Torvalds goes on to point out that if you aren't using swap at all, this problem wouldn't bite you. And if you're using swap partitions, rather than swap files, you'd be similarly unaffected. Unfortunately, he then reminds us that while he knows an absolute ton about the kernel, he isn't necessarily all that familiar with all the plumbing a normal end user is concerned with:

And, as far as I know, all the normal distributions set things up with swap partitions, not files, because honestly, swapfiles tend to be slower and have various other complexity issues.

Many distributions still default to swap partitions, rather than files. But Ubuntu—which is perhaps the single most widely deployed Linux distribution on the planet—has been installing swapfiles by default for more than four years now. If you're an Ubuntu user (or user of an Ubuntu-derived distro, such as Mint), you've probably got a swapfile, and this bug would probably trash your entire root filesystem.

Torvalds' warning matters above and beyond what individual users might do with a release candidate kernel, however. It's even more important that kernel developers not base their own work around that release and potentially carry a very nasty bug forward further down the line.

DATA SHOWN –
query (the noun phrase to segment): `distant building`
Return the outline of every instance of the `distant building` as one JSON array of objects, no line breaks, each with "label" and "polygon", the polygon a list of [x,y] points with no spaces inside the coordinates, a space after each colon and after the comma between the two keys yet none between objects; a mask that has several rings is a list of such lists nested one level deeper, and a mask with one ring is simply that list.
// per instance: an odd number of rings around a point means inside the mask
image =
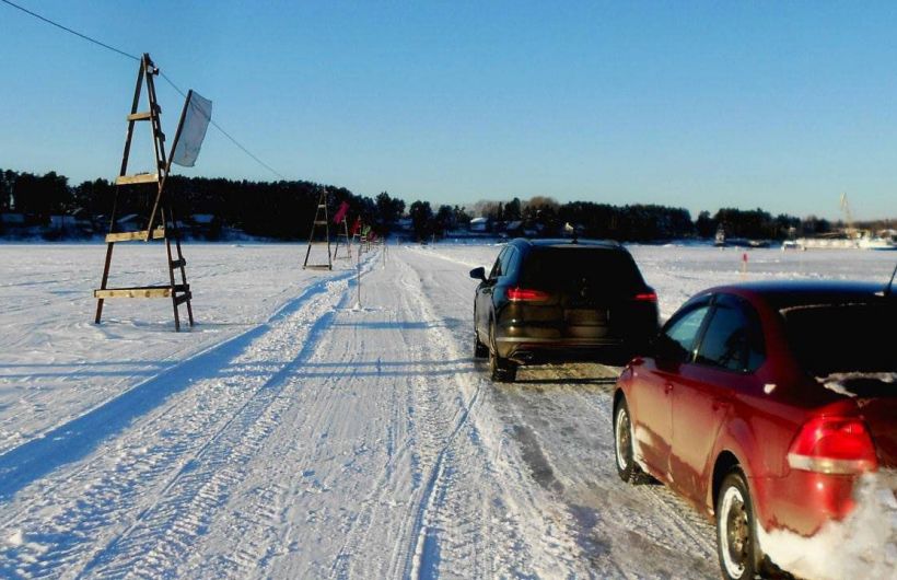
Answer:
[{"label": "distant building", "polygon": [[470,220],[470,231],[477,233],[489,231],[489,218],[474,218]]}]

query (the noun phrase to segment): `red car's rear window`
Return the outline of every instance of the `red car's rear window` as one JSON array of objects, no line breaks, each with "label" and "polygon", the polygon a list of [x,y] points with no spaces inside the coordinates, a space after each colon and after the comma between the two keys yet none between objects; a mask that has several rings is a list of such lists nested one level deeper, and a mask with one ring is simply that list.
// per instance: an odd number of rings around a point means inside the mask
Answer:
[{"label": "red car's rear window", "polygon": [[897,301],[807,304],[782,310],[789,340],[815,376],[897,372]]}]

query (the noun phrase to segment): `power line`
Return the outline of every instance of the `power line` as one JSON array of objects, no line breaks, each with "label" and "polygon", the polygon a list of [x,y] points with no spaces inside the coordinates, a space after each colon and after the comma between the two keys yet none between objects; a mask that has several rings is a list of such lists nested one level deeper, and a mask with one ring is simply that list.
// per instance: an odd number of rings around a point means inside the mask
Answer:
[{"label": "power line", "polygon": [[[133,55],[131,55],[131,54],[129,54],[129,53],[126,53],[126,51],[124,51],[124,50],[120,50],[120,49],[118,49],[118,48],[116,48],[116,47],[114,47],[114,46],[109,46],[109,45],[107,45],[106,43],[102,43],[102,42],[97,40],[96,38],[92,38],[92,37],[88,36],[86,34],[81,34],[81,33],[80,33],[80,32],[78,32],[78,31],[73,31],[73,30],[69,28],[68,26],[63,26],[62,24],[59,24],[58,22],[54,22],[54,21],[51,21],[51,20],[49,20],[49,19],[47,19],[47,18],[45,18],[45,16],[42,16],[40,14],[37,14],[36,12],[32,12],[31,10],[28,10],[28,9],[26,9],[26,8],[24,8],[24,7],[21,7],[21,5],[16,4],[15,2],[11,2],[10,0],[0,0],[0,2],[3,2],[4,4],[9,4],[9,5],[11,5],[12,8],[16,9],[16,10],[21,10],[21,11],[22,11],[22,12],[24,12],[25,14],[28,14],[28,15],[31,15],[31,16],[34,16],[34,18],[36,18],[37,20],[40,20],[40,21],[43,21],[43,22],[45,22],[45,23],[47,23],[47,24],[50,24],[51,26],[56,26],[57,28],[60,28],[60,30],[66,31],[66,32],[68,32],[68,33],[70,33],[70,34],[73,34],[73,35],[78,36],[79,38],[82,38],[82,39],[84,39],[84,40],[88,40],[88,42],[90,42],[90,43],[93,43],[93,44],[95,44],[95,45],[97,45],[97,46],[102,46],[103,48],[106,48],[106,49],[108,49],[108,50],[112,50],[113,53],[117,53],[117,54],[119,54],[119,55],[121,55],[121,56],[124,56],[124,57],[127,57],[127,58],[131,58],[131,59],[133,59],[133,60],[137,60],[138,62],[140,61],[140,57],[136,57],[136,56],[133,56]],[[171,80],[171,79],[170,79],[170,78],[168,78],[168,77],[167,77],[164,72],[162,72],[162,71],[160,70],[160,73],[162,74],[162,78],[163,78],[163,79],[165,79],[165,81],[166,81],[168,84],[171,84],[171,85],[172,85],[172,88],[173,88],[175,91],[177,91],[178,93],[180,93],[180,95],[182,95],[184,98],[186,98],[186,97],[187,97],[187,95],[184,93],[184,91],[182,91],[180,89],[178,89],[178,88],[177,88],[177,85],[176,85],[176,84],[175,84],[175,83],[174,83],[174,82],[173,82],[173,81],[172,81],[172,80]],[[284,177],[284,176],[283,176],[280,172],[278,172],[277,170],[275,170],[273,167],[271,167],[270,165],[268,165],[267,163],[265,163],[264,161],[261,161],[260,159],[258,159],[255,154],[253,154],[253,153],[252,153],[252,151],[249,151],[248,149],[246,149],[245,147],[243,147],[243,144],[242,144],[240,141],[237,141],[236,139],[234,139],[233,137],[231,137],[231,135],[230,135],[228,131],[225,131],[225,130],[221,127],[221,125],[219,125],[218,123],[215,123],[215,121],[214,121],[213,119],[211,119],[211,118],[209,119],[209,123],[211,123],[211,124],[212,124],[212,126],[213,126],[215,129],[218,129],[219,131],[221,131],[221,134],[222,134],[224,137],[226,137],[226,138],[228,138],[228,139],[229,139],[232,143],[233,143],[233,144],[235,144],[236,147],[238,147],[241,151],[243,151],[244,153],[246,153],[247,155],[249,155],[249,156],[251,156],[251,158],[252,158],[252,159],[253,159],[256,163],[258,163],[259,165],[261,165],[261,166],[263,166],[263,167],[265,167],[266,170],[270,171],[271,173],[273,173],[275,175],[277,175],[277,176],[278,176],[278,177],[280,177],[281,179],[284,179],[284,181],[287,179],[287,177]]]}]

INSTRUCTION 1 –
Answer these about the kernel swap bug passage:
(a) Under what two conditions does Torvalds say the problem wouldn't affect a user?
(b) For how long has Ubuntu been installing swapfiles by default?
(c) Which Ubuntu-derived distro is given as an example?
INSTRUCTION 2 –
Extend the kernel swap bug passage with a paragraph that picks up after its final sentence.
The entries aren't needed for this.

TASK RESULT 1 –
(a) If the user isn't using swap at all, or is using swap partitions rather than swap files.
(b) More than four years.
(c) Mint.

TASK RESULT 2 –
I want to make sure that nobody starts new topic branches using that 5.12-rc1 tag. I know a few developers tend to go "Ok, rc1 is out, I got all my development work into this merge window, I will now fast-forward to rc1 and  use that as a base for the next release". Don't do it this time. It may work perfectly well for you because you have the common partition setup, but it can end up being a horrible base for anybody else that might end up bisecting into that area.

This also leads into one of my own rather frequent warnings to fellow Linux users: don't blindly leap ahead into cowboy code that hasn't yet been sufficiently tested. Linux kernel release candidates are usually very, very solid, and it's tempting to dive into new features as early as possible—but doing so can have very, very ugly consequences. And many of those consequences could have been avoided by waiting for the code to enter production status in the first place.